■ **Input**:
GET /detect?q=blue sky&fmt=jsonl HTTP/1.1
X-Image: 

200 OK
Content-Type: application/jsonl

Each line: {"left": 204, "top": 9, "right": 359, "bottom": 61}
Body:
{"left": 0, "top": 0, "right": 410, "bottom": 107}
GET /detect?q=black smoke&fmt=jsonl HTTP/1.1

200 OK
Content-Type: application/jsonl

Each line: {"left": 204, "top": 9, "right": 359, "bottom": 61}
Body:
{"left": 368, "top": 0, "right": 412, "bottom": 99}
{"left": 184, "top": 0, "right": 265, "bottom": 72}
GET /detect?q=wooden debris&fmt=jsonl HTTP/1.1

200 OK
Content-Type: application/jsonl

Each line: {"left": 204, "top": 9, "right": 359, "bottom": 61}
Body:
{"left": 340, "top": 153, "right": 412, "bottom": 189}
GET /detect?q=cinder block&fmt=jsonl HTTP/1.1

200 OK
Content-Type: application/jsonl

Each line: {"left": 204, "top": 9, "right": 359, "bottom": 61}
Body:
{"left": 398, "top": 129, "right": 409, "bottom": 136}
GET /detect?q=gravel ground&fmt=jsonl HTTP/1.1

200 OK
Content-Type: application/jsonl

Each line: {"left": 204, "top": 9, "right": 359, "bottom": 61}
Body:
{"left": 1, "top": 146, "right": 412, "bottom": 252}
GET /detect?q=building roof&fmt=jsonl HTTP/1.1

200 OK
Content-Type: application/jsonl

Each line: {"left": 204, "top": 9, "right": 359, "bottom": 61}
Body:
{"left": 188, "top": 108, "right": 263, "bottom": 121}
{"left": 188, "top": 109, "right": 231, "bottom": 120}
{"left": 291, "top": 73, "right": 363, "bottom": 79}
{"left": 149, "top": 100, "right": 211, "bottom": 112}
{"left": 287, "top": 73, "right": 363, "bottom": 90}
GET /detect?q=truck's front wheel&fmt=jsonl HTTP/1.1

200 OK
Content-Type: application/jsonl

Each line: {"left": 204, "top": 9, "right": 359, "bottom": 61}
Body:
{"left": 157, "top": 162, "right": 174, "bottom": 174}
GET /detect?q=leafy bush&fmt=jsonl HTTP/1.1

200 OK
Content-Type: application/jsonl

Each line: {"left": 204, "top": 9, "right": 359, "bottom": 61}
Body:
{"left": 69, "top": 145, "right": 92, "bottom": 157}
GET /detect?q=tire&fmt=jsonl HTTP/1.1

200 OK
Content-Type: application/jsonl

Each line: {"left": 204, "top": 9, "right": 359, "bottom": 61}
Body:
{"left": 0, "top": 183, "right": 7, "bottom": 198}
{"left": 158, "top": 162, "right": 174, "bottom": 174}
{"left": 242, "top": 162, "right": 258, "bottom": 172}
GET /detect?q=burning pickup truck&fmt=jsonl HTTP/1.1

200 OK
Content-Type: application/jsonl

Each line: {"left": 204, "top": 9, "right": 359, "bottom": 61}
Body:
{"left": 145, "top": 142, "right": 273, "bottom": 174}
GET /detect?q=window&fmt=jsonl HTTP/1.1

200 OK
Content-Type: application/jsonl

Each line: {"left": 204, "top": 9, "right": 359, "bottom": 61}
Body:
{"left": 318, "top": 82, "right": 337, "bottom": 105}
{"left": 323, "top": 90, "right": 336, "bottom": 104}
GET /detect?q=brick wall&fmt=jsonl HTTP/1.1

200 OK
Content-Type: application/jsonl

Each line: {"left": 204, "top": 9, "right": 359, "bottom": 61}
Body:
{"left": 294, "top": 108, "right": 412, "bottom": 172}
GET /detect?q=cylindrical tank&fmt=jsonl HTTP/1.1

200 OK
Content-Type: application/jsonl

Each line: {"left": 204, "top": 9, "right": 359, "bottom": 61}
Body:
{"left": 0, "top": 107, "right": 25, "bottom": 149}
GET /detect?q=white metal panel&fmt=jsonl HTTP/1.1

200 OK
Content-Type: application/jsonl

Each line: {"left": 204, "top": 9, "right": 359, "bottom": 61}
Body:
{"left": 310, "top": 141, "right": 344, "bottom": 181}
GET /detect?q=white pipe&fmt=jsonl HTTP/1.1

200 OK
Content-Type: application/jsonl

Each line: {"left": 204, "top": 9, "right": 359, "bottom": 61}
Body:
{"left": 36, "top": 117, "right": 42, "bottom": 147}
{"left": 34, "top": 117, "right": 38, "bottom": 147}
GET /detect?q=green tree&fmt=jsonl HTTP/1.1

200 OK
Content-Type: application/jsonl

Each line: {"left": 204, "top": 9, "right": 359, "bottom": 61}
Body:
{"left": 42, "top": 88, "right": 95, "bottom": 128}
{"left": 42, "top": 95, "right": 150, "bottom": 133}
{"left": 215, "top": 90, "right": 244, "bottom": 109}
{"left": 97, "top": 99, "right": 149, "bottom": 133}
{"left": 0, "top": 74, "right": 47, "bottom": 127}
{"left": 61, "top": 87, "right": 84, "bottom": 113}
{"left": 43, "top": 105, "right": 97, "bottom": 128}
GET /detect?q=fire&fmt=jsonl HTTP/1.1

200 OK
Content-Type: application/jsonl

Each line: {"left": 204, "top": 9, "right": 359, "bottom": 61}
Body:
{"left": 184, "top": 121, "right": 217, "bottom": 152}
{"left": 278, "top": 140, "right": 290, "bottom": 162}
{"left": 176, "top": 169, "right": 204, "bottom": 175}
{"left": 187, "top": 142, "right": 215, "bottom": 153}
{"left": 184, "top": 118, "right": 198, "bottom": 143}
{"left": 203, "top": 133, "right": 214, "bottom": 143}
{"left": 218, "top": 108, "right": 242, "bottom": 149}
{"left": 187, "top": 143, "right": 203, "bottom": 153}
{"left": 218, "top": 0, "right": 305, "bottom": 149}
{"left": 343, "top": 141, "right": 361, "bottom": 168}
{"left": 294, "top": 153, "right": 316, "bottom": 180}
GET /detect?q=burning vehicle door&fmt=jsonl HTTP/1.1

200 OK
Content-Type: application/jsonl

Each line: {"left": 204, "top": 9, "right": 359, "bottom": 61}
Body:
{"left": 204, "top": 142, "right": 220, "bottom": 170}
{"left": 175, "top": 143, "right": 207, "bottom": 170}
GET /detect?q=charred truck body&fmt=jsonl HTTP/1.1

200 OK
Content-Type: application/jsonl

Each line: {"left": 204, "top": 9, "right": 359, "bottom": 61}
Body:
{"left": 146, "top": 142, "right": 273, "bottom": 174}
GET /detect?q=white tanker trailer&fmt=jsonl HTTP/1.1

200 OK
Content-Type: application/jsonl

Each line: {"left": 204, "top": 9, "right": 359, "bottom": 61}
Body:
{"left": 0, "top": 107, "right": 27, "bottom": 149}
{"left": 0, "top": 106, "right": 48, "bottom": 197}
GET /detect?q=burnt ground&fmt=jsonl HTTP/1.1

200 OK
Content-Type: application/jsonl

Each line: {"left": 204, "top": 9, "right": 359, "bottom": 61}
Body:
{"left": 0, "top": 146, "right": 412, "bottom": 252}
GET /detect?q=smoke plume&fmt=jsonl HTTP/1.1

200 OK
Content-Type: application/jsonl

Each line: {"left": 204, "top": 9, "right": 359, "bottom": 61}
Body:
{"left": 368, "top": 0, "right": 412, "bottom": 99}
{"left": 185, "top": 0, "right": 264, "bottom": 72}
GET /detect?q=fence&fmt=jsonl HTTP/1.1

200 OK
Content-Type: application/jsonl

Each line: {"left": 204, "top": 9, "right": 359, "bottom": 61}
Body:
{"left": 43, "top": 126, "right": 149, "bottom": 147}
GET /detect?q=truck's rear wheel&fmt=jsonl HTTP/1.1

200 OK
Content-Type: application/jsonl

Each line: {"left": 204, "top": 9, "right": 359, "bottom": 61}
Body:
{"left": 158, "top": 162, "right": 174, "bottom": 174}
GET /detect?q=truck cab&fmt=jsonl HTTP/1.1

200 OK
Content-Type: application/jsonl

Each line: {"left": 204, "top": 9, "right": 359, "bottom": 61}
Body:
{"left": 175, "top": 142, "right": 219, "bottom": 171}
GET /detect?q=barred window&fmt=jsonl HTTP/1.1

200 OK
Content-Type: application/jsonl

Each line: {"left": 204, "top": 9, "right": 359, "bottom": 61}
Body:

■ **Exercise directions**: After reading the material above, state how many of its lines hold the word "burning". No other output is needed.

■ **Solution to the problem**: 2